→ **Aim a**: Using the app store discussion, name every safeguard the text says apps in the store are subject to.

→ **Document passage**:
+-------+

It "may" be for the better of the consumer, but that's also not clear. The only effect is likely that Apple doesn't offer half-baked apps, which affects only the perception of their store, and doesn't add much value to either consumers or developers.
It's definitely a big step forward for consumers. Apps in the store have been reviewed by an authority prior to release, they must follow guidelines to (as much as possible) ensure compatibility and protect my privacy, and they are sandboxed to protect my private data and the device's integrity.
You might not appreciate the difference, but it means I can confidently hand an iPhone or iPad to anyone -- tech savvy or otherwise -- and let them loose without being concerned about what they're downloading or installing. Gone are the days where I set up computers for family members and end up full of malware and spyware within a couple of months. That is HUGE.
The "hacker kids" issue is almost orthogonal, but I can't stand the idea of someone telling me what I can run on a device I purchased.
The app store, is a tradeoff. It's some inconvenience for developers in exchange for a trusted, safe marketplace for applications for consumers.
As simple as it is, this test takes at least one week. For critical bug fixes, it is simply unacceptable.
1) Apple is creating a quality filter for $99, one that seems to be successful comparing the aggregate quality of apps on iOS vs. Android.

+-------+

→ **Records for processing**:
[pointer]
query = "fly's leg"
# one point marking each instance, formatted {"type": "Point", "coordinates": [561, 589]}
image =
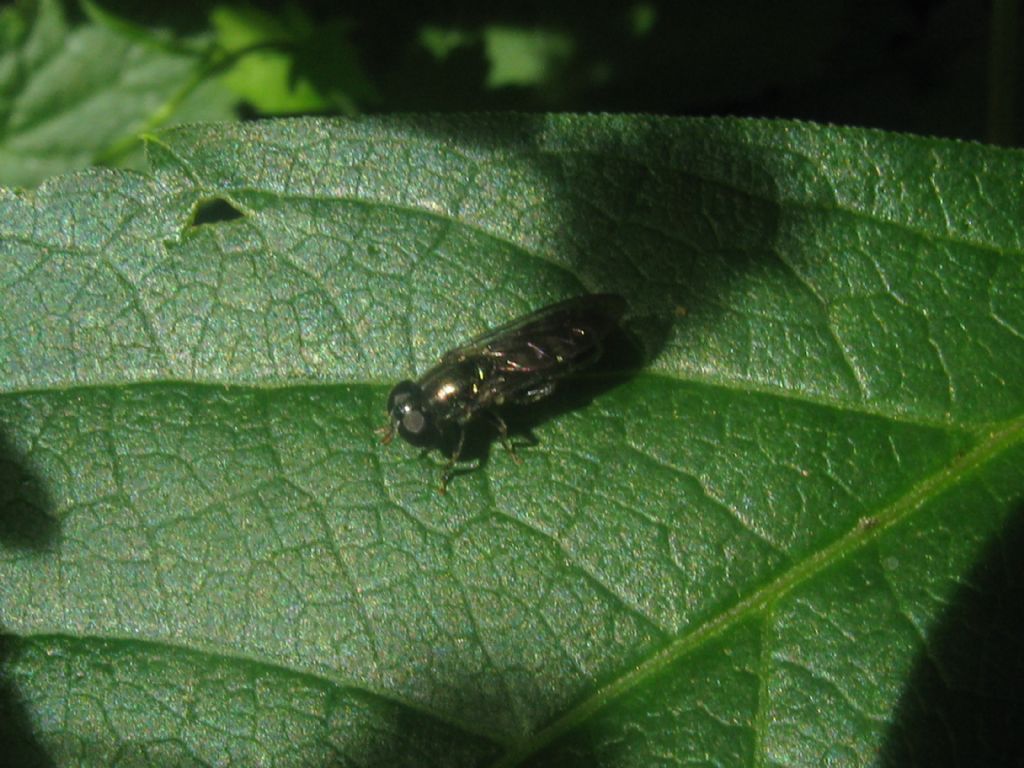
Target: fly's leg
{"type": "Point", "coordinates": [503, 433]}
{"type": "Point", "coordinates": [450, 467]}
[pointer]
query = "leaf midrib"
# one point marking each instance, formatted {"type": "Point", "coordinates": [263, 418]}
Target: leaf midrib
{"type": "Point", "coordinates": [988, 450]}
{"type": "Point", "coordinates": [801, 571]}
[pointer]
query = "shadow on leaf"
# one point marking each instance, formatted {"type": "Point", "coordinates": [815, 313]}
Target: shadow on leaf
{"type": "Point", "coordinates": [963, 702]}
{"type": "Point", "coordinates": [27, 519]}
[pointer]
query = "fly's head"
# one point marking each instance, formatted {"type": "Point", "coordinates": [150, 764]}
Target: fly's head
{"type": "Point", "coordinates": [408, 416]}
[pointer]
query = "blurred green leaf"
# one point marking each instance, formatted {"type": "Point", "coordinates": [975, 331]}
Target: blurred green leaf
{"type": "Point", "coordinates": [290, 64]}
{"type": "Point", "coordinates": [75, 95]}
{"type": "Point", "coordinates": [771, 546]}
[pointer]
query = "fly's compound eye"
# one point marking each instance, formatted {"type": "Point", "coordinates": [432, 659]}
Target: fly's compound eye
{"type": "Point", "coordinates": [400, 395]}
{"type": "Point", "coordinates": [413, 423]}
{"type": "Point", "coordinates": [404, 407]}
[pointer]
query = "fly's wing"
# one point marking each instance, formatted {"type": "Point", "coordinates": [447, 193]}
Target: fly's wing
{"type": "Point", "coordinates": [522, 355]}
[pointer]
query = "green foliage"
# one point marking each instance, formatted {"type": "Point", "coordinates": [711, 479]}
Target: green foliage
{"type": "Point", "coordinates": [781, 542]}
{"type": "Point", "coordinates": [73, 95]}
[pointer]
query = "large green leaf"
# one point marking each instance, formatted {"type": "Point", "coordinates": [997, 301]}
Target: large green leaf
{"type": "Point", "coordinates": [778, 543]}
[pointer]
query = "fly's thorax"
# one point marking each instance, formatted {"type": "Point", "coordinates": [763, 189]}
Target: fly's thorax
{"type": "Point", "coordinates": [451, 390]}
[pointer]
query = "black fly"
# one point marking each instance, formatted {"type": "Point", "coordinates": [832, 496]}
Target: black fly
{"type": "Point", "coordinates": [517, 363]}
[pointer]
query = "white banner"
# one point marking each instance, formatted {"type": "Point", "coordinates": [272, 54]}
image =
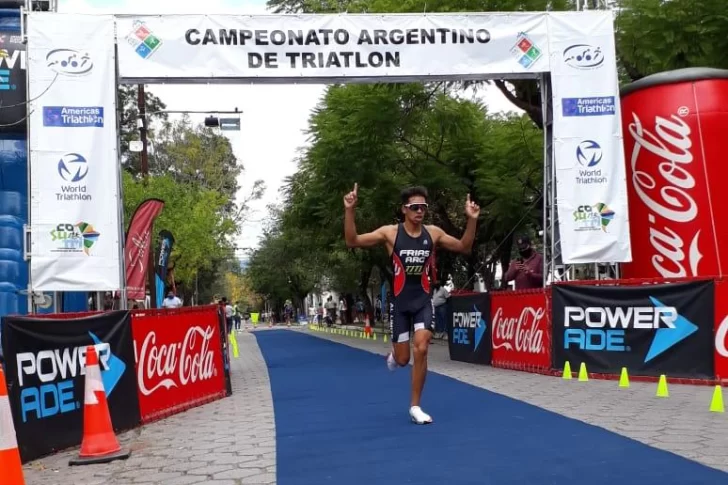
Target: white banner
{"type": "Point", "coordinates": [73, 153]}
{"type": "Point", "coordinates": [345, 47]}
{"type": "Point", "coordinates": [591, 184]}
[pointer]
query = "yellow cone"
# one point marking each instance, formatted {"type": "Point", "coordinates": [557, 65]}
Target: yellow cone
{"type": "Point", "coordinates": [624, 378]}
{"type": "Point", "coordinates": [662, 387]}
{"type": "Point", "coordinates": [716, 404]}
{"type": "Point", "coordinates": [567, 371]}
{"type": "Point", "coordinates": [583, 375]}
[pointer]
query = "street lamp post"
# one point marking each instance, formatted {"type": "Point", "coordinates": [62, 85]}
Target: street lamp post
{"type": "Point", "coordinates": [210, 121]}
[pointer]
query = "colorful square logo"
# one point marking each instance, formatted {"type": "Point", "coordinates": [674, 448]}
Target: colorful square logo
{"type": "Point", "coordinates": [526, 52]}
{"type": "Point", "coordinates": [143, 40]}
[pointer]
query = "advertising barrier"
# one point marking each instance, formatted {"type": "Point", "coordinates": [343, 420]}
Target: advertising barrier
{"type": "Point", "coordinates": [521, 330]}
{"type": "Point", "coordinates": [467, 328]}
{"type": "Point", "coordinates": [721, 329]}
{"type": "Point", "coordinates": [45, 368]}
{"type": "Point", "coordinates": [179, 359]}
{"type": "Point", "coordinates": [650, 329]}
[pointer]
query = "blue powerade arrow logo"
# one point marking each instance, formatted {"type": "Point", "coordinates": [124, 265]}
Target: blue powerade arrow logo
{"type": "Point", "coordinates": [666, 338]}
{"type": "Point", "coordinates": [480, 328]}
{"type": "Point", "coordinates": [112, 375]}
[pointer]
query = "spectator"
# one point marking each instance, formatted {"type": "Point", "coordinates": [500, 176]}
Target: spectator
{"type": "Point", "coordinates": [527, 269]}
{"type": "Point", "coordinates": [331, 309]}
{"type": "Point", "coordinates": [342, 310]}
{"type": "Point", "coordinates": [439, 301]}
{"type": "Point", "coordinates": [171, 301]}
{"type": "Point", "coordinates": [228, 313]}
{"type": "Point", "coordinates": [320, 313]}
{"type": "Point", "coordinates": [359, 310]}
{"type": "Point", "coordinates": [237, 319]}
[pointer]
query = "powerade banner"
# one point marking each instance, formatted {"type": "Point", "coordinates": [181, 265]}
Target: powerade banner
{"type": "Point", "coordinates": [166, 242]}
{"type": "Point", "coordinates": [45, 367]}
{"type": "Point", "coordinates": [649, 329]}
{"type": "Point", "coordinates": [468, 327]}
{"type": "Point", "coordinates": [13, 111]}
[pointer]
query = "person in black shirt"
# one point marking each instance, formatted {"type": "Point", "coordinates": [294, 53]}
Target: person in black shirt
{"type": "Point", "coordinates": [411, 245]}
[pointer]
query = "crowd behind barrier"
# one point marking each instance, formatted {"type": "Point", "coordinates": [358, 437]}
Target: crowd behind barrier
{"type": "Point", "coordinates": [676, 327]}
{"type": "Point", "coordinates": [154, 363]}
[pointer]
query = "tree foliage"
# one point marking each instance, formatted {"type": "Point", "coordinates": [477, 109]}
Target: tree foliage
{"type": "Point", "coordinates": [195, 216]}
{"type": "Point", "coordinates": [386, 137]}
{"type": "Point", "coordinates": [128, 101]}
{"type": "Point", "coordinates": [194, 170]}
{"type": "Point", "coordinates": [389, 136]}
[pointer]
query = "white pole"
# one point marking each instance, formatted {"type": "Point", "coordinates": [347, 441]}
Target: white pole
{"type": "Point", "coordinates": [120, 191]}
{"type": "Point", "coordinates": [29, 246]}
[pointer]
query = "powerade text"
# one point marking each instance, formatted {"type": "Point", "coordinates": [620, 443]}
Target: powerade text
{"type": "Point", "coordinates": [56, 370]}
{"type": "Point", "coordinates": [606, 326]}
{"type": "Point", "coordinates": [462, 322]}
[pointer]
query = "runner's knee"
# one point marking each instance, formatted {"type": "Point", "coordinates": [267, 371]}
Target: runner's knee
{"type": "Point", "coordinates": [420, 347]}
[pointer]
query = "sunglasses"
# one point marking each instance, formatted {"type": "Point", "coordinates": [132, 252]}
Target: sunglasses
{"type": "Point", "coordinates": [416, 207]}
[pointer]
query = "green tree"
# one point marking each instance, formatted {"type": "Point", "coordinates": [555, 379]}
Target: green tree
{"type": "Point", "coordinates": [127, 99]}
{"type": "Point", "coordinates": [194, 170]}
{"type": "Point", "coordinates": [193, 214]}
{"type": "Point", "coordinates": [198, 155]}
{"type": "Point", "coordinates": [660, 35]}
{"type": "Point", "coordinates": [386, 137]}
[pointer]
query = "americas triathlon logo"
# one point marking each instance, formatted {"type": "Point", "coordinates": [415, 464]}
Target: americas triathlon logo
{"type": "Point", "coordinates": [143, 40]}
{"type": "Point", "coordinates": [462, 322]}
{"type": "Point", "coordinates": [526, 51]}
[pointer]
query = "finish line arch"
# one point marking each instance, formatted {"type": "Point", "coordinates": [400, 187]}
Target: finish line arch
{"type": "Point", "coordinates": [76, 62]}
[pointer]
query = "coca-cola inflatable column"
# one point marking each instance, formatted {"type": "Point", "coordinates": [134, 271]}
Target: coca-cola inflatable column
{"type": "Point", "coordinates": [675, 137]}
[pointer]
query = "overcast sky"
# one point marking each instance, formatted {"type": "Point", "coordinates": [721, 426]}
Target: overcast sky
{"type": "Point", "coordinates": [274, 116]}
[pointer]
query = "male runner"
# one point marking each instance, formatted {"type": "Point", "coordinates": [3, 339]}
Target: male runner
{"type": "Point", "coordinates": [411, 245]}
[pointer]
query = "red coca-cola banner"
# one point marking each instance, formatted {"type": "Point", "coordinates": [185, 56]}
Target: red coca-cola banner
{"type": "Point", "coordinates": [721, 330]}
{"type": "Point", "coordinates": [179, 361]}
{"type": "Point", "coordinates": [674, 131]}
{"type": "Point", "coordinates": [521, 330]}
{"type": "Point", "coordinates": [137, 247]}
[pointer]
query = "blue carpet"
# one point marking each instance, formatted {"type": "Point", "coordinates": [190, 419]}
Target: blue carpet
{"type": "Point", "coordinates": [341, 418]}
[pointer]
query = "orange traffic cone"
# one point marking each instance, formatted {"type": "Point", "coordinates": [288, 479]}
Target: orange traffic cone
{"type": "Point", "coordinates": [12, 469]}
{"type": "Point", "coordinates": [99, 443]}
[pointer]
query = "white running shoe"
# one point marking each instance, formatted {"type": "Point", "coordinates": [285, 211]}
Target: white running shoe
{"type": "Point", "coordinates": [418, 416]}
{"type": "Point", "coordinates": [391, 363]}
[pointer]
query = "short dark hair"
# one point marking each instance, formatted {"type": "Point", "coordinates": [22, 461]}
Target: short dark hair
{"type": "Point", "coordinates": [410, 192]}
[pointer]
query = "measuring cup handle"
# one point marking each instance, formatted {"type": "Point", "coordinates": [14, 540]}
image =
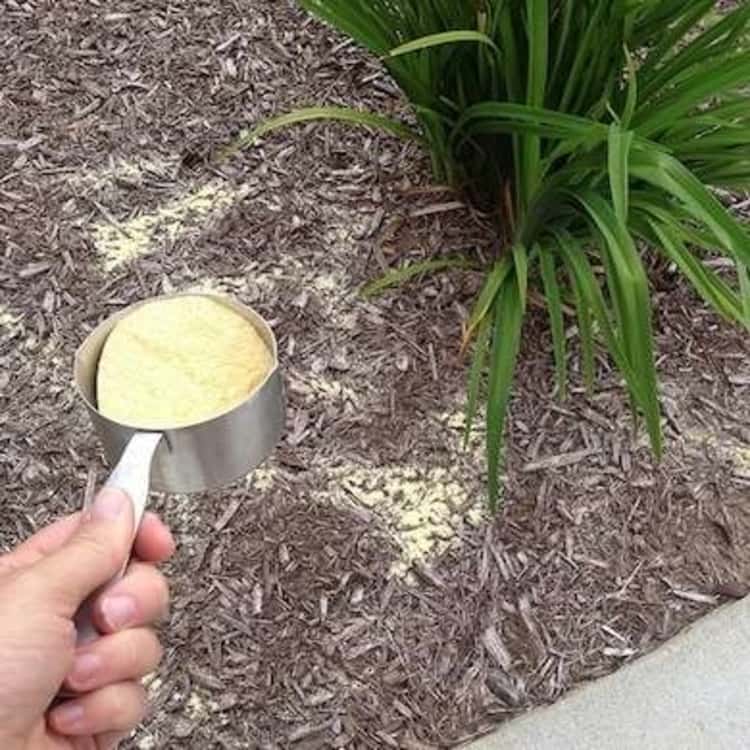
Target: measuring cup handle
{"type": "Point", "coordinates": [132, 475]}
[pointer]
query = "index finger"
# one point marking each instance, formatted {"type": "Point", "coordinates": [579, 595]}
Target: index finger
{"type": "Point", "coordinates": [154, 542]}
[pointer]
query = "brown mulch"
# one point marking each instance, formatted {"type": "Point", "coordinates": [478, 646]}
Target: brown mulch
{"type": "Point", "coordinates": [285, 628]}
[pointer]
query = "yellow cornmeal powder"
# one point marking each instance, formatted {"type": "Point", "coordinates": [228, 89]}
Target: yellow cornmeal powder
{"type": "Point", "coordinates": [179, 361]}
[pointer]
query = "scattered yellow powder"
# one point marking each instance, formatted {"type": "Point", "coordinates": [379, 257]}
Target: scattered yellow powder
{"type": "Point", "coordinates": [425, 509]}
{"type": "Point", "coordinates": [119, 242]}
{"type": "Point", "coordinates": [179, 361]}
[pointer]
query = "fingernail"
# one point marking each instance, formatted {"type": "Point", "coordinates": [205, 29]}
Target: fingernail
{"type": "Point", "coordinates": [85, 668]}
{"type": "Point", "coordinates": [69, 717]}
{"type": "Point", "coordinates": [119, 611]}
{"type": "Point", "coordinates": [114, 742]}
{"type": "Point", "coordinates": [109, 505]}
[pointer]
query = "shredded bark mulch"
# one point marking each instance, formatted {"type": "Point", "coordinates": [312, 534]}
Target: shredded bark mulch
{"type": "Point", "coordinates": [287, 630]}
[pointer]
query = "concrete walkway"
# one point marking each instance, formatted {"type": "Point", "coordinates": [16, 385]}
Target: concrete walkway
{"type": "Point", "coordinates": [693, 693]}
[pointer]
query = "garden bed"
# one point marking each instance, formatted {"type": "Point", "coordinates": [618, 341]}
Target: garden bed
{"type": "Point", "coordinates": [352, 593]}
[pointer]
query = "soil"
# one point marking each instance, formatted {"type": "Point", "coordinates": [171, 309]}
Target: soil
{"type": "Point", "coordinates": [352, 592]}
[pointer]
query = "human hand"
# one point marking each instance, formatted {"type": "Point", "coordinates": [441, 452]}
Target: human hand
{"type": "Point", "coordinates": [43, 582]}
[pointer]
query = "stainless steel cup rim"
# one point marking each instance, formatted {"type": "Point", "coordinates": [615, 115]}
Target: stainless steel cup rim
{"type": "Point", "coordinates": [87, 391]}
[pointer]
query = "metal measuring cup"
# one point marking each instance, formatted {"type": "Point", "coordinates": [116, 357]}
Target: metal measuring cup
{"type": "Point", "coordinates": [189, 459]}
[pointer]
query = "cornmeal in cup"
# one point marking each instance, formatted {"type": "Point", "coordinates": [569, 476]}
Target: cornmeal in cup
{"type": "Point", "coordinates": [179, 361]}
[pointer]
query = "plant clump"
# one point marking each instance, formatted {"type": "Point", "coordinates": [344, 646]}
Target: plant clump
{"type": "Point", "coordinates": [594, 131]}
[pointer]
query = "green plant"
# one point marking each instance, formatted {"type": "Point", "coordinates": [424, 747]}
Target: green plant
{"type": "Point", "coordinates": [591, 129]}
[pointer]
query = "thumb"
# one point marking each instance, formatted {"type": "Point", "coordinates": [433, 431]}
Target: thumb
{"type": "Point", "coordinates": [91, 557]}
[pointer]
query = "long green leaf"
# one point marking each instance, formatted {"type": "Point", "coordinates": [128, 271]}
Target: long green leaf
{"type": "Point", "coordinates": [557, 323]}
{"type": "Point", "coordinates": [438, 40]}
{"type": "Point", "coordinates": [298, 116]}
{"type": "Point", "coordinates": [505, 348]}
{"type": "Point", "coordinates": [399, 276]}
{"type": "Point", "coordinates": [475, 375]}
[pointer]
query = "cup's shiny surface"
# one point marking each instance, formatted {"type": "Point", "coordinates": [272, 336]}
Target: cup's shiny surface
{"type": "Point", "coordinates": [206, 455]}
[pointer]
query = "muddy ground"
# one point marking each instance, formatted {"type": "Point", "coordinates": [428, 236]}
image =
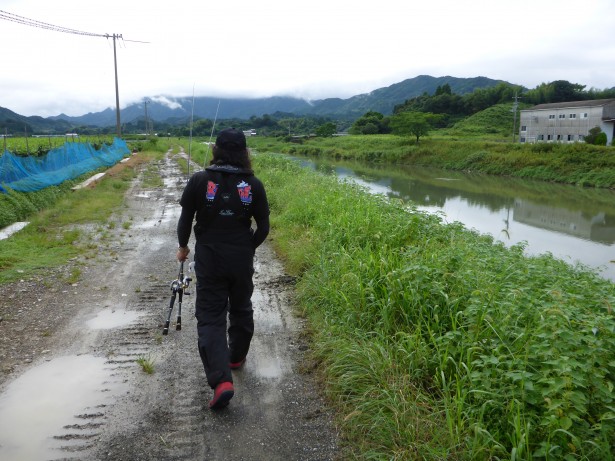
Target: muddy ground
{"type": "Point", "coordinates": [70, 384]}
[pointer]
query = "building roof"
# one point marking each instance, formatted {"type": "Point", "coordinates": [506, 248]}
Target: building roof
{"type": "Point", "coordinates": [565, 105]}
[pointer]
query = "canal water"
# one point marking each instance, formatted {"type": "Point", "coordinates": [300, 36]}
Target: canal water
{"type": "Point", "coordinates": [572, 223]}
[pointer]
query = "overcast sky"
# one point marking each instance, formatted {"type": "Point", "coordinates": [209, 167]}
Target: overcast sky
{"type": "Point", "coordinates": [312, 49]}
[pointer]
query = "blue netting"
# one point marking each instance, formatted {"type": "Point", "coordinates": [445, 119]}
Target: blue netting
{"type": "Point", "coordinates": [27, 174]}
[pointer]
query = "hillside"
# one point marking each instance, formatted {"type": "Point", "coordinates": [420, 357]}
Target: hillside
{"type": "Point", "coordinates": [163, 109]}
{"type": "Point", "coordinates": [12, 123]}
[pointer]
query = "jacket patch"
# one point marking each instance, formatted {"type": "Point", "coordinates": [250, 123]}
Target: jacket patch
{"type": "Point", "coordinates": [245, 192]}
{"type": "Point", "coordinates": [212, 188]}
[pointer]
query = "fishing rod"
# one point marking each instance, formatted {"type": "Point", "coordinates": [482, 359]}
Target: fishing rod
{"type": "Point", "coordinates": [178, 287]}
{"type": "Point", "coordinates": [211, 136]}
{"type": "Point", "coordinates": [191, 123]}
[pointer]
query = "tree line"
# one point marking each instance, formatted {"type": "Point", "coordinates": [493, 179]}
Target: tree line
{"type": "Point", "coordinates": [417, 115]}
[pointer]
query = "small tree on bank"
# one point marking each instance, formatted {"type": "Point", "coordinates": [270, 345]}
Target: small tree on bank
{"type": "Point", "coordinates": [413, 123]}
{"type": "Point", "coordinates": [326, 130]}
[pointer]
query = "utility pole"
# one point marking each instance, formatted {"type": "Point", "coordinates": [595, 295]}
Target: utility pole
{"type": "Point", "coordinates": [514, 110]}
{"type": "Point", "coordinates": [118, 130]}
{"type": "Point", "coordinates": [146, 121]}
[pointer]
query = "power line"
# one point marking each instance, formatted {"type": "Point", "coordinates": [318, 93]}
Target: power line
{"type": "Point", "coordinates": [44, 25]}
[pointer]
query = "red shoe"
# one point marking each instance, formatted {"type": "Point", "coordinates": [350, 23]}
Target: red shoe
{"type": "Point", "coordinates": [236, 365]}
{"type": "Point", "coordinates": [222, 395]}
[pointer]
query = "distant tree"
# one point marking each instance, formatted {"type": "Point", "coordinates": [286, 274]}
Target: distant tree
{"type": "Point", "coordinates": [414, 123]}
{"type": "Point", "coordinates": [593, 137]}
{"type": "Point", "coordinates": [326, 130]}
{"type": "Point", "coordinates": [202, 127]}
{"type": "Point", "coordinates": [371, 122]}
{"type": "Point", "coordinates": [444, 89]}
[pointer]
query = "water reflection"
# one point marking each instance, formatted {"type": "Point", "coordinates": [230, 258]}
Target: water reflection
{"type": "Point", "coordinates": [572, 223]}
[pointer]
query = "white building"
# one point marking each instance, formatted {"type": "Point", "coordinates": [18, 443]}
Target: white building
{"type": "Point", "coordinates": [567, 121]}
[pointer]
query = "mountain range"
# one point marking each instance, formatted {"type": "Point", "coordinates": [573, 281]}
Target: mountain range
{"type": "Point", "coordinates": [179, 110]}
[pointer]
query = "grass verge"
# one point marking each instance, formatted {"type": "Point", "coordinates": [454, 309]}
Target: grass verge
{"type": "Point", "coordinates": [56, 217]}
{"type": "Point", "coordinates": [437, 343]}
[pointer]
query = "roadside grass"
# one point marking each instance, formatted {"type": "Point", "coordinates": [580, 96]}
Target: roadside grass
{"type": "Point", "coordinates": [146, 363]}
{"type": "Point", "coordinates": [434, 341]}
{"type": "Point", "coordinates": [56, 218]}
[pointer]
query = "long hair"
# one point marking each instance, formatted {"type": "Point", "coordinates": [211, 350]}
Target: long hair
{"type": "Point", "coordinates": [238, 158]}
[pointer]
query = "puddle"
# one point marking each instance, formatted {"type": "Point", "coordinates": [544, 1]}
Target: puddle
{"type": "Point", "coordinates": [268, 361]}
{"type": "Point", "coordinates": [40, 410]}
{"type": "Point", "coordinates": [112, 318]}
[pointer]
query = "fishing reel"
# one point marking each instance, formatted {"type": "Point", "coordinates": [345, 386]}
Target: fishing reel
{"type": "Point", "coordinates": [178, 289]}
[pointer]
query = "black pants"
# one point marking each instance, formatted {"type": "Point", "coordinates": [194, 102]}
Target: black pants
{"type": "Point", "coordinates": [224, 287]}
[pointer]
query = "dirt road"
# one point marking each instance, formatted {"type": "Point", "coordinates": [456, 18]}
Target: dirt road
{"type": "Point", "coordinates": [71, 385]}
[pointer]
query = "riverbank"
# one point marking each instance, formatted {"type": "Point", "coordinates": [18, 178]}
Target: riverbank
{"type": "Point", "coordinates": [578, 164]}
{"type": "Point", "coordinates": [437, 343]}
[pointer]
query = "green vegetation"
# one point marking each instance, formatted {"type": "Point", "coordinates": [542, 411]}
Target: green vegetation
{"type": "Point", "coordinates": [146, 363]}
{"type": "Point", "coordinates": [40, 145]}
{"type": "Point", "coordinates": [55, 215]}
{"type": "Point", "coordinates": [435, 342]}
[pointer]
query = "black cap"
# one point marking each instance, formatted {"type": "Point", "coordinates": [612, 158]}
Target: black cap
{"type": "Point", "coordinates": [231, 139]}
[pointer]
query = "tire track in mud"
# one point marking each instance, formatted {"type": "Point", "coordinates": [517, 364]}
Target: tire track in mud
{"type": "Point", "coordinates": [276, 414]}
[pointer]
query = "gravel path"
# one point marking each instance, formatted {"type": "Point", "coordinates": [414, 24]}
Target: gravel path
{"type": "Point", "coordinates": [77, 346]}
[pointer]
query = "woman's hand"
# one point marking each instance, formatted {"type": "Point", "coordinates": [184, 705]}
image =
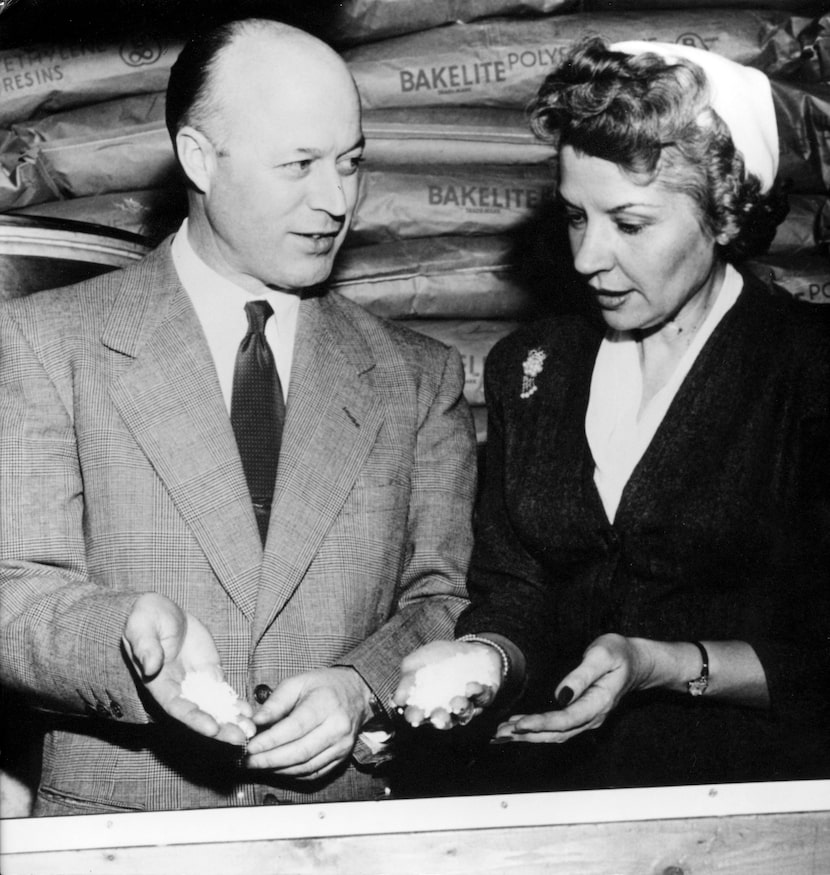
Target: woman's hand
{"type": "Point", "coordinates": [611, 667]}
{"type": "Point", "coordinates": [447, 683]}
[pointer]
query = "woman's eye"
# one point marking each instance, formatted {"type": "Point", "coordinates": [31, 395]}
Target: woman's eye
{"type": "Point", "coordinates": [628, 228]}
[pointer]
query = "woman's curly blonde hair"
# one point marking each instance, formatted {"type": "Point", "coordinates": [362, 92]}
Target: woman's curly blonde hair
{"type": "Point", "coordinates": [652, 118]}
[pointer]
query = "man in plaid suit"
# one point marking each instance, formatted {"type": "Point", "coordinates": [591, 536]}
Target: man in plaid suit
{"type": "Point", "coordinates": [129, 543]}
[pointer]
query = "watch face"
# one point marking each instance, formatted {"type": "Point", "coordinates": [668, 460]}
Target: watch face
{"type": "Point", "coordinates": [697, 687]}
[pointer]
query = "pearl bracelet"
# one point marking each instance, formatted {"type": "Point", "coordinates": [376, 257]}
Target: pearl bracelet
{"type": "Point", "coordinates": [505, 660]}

+-------+

→ **Aim b**: Please list every line of the entries that contains the string "arch".

→ **Expected answer a**:
- They are reviewed by an authority prior to release.
- They must follow guidelines to (as much as possible) ensure compatibility and protect privacy.
- They are sandboxed to protect private data and the device's integrity.

→ **Expected answer b**:
query = "finish line arch"
Target: finish line arch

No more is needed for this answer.